_Verilen görevler_
(a) Kürt Kapanı kitabını anlatan metinde adı geçen bütün kişileri sırala.
(b) Kayıtları en baştan "[(569, 343)]" geçen satıra kadar, o satır da dahil, olduğu gibi kopyala.

_Belge alıntısı_

İşte Araştırmacı gazeteci Cevat Korkmaz, 'Kürt Kapanı' adlı bu kitabında, hakkında çok fazla bilgi sahibi olmadığımız, 1991 yılının ilk dört ayında yaşananların dökümünü yapıyor. Sınırda olabilecek tehlikeleri bile bile yola çıkıyor ve hepsini aşarak Kurdistanın güneyine geçiyor. Orada, hareketliliğin en sıcak yaşandığı yaşam yerlerinden dönemin notlarını sunuyor. Ve göç eden yüzbinlerin yaşadıklarını aktarıyor.

KİTAPTAN ÖNEMLİ BÖLÜMLER

Daha Kurdistan Federe Bölgesi'nin yapılanması ortada yok iken, olabilecekler konuşuluyor. Diyana kasabasının güvenliğinden sorumlu Mustafa Neveyi 'Kururlacak Kurdistan'da Cumhurbaşkanın Mesut Barzani' olacağı konusundaki belirlemesi ilgi çekicidir.

Korku ortamında terkedilen Diyana ve Hewler şehirlerinden içler acısı manzaralar verilmektedir. Susuzluk, ilaç yetersizliği, bulaşıcı hastalıkların tehlikesi ve ilkel yöntemlerle hastaların tedavisi. Bu manzaranın bugünkü nesiller tarafından bilince çıkartılmaldırı ki, kazanılmış tüm değerlerin kıymeti bilinsin.

Yazarın deyimi ile, göç eden kerdeşlerine kucak açan, ekmeğini paylaşan ve acısını kendi acısı gibi bilen Kurdistan'ın kuzeyindeki insanların yaptıkları fedekarlıkların unutulması vurgulaması önemlidir.

Bugün dahi Kürtler arasında değişmeyen vurgu ' Kerkuk Kurdistan'ın kalbidir. Kerkuk olmasa Kurdistan'da olmaz''ın o zamanlar bir peşmerge tarafından söylenmesi, binlerce kilometre birbirinden uzak olan Kürtlerin, ortak özlemlerinin ifadesi olarak bu kitapta da öne çıkması çok duygulandırıcı ve önemlidir.

Bir ananın dinmeyen acıları. Savaşın acımasızlığı ve bu acımasızlığın yaratığı ortam. Kürtlere savaşmaktan başka çözüm yolu bırakmayan rejimlere karşı bir ananın tutumu, kalan tek oğlunu peşmerge saflarına yollayan ananın tavrı birçok dile çevrilip dünya kamuoyu ile paylaşılmalıdır:
- Peşmergeliği neden seçtin?
- Halepçe'de ailem katledildi. Bir tek anam hayatta. Onunda gözleri görmüyor. Kardeşlerimin öcünü almasam hakkını helal etmeyeceğini söyledi.

Ve Türkiye'nin Kürtlere karşı bitmek bilmeyen ırkçı tutumu, okumamış, en uzaktaki bir Kürt köylüsünün dahi, Kurdistan'ın diğer parçalarında haberdar olduğunu hem üzülerek hemde sevinerek öğreniyoruz. Kuzey Kurdistan'ın sınır köy ve kasabalarına yaklaşan yüzbinlerce Kürt göçmeni sınırda bekleyen Türk güvenlik kuvvetlerinin zorluklarıyla karşı karşıya kalarken, Irak'lı Türkmenlere kapılar sonuna kadar açılıyordu.

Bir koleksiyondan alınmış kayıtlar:
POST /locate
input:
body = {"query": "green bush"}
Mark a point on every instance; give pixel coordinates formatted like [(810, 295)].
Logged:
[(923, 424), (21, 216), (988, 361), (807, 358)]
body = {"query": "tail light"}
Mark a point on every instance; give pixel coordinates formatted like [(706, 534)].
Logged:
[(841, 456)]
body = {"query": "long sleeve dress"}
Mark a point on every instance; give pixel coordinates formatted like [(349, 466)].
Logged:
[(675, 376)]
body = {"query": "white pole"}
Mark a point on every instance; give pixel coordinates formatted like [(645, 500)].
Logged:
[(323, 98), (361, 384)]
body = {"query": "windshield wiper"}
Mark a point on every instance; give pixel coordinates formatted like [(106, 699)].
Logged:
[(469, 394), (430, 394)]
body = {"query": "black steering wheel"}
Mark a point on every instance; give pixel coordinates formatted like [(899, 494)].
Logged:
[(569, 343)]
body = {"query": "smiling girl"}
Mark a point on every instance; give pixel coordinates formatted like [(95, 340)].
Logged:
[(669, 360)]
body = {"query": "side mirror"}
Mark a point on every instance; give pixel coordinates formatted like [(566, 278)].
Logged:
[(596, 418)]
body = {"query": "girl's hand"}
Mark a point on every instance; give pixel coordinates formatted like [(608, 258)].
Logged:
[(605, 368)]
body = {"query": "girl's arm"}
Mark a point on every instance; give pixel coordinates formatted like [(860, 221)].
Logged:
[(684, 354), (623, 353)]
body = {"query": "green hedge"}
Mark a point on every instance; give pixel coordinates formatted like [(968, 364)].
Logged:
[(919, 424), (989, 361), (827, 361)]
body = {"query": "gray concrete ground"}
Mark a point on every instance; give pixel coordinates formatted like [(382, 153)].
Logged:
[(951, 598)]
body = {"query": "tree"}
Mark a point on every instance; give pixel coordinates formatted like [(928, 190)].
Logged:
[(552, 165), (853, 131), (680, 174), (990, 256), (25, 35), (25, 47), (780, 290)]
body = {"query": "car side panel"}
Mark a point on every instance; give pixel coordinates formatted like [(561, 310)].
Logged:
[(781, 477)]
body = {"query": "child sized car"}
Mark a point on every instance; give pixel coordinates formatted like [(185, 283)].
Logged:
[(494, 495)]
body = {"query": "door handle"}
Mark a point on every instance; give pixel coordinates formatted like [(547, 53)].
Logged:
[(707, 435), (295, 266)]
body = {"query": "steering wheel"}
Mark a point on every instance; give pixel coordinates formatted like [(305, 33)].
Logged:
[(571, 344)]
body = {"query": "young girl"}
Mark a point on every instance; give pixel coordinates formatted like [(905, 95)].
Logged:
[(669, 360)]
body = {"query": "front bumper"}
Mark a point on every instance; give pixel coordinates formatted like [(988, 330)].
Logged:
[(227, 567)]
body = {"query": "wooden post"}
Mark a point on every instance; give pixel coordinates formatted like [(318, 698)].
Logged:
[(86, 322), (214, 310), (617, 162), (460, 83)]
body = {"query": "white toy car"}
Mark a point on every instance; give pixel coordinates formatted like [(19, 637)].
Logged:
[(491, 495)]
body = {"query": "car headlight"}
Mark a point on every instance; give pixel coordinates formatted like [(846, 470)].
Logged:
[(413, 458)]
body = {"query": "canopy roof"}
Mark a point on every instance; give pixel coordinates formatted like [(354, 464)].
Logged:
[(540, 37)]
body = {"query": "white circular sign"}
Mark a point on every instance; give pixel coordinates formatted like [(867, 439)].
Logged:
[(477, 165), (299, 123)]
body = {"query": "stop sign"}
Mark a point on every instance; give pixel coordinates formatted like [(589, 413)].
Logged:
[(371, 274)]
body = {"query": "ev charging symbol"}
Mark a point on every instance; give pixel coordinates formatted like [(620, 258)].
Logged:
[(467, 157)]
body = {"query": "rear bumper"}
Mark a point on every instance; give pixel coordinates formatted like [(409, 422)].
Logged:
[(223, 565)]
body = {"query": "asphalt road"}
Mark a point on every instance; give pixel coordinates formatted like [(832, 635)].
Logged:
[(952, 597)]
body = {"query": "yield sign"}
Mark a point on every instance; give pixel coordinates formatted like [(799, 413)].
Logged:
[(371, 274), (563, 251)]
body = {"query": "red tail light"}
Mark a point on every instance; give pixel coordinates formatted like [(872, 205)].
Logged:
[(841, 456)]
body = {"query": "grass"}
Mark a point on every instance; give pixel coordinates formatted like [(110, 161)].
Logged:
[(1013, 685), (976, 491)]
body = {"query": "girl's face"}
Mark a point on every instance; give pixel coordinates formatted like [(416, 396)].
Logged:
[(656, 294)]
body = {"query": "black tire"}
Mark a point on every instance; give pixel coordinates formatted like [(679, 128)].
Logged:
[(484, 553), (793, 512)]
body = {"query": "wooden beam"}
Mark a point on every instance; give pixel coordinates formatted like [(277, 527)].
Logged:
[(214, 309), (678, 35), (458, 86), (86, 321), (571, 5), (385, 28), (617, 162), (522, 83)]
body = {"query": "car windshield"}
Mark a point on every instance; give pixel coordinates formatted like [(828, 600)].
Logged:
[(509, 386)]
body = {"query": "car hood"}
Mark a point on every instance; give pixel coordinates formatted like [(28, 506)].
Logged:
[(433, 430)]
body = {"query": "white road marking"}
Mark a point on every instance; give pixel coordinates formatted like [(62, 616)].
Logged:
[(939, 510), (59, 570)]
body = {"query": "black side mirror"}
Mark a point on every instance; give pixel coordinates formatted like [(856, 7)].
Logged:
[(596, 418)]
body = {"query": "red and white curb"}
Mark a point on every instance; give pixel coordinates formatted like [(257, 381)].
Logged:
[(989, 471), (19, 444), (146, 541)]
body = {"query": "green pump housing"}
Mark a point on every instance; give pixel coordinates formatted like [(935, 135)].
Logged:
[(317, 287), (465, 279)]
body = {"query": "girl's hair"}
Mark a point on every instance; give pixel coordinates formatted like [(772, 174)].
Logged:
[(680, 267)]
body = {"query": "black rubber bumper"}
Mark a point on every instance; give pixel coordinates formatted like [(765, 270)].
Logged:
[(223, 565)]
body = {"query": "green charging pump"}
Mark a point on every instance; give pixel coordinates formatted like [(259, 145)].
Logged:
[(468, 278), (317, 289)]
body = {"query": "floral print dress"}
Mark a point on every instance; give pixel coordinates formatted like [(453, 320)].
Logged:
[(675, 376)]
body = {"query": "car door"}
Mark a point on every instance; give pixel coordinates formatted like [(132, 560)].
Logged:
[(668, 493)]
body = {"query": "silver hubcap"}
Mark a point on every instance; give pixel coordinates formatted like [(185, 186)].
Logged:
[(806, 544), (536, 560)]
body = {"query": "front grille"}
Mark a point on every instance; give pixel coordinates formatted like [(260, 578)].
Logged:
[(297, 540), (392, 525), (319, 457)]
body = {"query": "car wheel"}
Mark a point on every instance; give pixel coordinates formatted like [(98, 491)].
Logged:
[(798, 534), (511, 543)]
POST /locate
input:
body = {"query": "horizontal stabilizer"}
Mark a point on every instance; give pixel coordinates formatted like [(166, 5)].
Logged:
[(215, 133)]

_Görevlerin cevapları_
(a)
- Cevat Korkmaz
- Mustafa Neveyi
- Mesut Barzani

(b)
POST /locate
input:
body = {"query": "green bush"}
Mark a point on every instance; give pixel coordinates formatted like [(810, 295)].
Logged:
[(923, 424), (21, 216), (988, 361), (807, 358)]
body = {"query": "tail light"}
Mark a point on every instance; give pixel coordinates formatted like [(706, 534)].
Logged:
[(841, 456)]
body = {"query": "long sleeve dress"}
Mark a point on every instance; give pixel coordinates formatted like [(349, 466)].
Logged:
[(675, 376)]
body = {"query": "white pole"}
Mark a point on every instance; give pixel coordinates formatted like [(645, 500)].
Logged:
[(323, 98), (361, 384)]
body = {"query": "windshield wiper"}
Mark a point on every instance; give pixel coordinates formatted like [(106, 699)].
Logged:
[(469, 394), (430, 394)]
body = {"query": "black steering wheel"}
Mark a point on every instance; give pixel coordinates formatted like [(899, 494)].
Logged:
[(569, 343)]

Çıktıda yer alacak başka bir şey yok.